(Material provided begins)

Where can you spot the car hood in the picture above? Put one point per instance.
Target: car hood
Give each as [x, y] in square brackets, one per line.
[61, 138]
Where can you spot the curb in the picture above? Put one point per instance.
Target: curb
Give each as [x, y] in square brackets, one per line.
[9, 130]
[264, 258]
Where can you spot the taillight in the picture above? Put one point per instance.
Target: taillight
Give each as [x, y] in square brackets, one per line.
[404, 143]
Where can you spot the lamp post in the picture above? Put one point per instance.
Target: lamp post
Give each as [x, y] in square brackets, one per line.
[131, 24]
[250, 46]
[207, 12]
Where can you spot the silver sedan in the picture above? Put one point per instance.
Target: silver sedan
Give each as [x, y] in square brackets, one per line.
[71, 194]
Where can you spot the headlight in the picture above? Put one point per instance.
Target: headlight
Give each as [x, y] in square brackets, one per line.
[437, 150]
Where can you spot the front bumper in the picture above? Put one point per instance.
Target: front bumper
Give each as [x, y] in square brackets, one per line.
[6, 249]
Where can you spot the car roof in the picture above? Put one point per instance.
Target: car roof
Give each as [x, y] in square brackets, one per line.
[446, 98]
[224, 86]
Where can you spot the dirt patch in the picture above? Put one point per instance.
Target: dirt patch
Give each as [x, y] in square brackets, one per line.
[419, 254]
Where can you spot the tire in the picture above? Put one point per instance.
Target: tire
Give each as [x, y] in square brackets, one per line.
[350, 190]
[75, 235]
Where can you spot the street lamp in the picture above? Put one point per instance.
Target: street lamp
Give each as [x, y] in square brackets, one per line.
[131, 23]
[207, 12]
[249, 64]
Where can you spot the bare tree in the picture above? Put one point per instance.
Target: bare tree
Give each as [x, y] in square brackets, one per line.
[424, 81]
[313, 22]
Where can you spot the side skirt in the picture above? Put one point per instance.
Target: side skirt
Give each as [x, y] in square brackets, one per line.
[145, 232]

(Material provided ends)

• _About this exercise_:
Report how many lines above include "side". Nothing else.

• _Response box_:
2